■ DO THIS ■
Copy the data below word for word, without changing anything.

■ RECORD EXCERPTS ■

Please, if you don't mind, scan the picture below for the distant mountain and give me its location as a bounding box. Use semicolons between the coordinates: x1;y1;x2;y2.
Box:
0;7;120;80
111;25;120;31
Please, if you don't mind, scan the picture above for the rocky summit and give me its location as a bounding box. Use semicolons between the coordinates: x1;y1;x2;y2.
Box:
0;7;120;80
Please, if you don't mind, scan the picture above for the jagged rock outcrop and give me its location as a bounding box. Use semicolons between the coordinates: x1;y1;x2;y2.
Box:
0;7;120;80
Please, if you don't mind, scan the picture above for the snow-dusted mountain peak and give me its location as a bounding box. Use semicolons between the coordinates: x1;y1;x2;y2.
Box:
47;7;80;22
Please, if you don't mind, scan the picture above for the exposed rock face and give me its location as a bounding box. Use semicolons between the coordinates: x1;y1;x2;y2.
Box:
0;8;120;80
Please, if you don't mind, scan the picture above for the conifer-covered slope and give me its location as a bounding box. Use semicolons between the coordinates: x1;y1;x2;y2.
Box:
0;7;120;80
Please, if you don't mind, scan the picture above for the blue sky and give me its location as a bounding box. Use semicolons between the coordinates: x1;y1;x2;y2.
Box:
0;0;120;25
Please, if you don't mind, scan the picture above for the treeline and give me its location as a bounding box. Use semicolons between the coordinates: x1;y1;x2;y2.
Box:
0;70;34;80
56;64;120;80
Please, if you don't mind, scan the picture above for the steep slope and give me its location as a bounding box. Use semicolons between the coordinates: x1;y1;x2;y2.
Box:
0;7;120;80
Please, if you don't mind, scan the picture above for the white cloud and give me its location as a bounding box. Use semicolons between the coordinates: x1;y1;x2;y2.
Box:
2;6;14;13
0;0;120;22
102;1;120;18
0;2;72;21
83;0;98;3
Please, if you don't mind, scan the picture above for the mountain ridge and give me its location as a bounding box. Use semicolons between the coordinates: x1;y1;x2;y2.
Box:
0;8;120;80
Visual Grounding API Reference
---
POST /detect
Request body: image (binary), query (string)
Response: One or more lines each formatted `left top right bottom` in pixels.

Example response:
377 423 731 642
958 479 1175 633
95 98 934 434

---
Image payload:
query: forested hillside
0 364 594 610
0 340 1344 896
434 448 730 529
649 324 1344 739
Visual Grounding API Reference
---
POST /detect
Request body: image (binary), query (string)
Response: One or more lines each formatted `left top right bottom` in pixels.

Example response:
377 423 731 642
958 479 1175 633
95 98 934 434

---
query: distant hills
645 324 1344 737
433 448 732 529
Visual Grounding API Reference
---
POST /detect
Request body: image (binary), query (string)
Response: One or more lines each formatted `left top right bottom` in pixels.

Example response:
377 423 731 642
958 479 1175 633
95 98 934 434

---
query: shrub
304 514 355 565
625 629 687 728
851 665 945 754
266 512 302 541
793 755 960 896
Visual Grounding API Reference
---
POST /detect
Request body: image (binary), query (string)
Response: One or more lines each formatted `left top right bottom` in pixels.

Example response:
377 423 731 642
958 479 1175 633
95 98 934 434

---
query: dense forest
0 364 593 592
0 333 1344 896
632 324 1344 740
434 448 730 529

■ OUTPUT OF THE EXERCISE ■
Please, if you don't mind, scan the picture below for the distant mountain and give me its location as a bounding box. Use semicolons between the coordinates: x1;y1;x2;y2.
Box:
0;7;120;80
111;25;120;31
Please, if you don't mind, scan the picture above for the rocky summit and give me its location as a bounding box. Use semicolons between the coordinates: x1;y1;x2;y2.
Box:
0;7;120;80
Please, if you don't mind, scan the picture above for the jagged rock outcrop and give me its location as a bounding box. Use semicolons between the coordinates: x1;y1;x2;y2.
Box:
0;7;120;80
Please, if you don't mind, scan the picture above for the snow-dusted mountain peak and give me its location as a bounding box. Use semicolons between the coordinates: x1;y1;x2;y2.
Box:
47;7;80;22
Please, if you don't mind, scan the picture above for the exposed rock face and give me its location as a bounding box. Use semicolons between the coordinates: x1;y1;x2;y2.
Box:
0;8;120;80
Please, if you don't mind, scan the picture above for the conifer-covered slope and give me its location as a bounding box. Use semicolons between the coordinates: x1;y1;x2;y2.
Box:
0;7;120;80
Please, if you don't mind, scan the picture above for the blue sky and give me its location as a bounding box. Use semicolons between the coordinates: x1;y1;x2;y2.
Box:
0;0;120;25
Please, if you don't mind, scan the picture above for the treeline and give me its location as a bounding box. Use semicolons between the coordinates: x1;y1;x2;y2.
Box:
0;70;34;80
56;64;120;80
Please, if you don't mind, scan the picture above for the steep slope and give me its location as a bounding box. Use semicolons between the coordinates: x1;y1;x2;y2.
Box:
0;7;120;80
Please, if you don't mind, scan the picture above for the white cloud and give me its location as a bounding box. Use semicolons between the coordinates: x1;y1;x2;y2.
Box:
2;6;14;13
0;0;120;22
102;1;120;18
0;2;72;21
83;0;98;3
Please, if you don't mind, scan the picture above for the mountain ridge and give me its location as a bounding box. Use semicolons between the coordinates: x1;y1;x2;y2.
Box:
0;8;120;80
Visual Grounding API Reference
---
POST /detect
Request body: image (binary), query (string)
Response: One or more lines each formatted `left top right bottom` in pixels.

Example response:
377 423 731 642
958 479 1175 633
95 98 934 434

---
Image payload:
query: forested hillside
0 364 594 610
0 340 1344 896
434 448 730 529
649 324 1344 739
Visual Grounding API Reference
---
POST /detect
Request body: image (binary), query (string)
Response: One or more lines each formatted `left top right bottom` in pixels.

Example response:
377 423 731 642
958 479 1175 633
95 98 934 434

---
query: distant hills
645 324 1344 737
433 448 732 529
Visual Grounding API Reference
---
POST /detect
Request body: image (binary), query (string)
Response: One or more lines each formatted `left top right bottom` in pixels.

Example response:
377 423 731 642
958 479 1175 633
95 98 934 434

---
query: shrub
304 514 355 565
625 629 687 728
851 665 945 754
266 512 302 541
793 755 960 896
Visual Grounding API Reference
---
POST /detect
Request body: image (binary), query (string)
Response: One or more lines each formatted `left top right bottom` in pixels.

Example response:
377 423 731 642
958 479 1175 633
95 98 934 434

---
query: dense forest
0 364 593 592
0 333 1344 896
632 324 1344 740
434 448 730 529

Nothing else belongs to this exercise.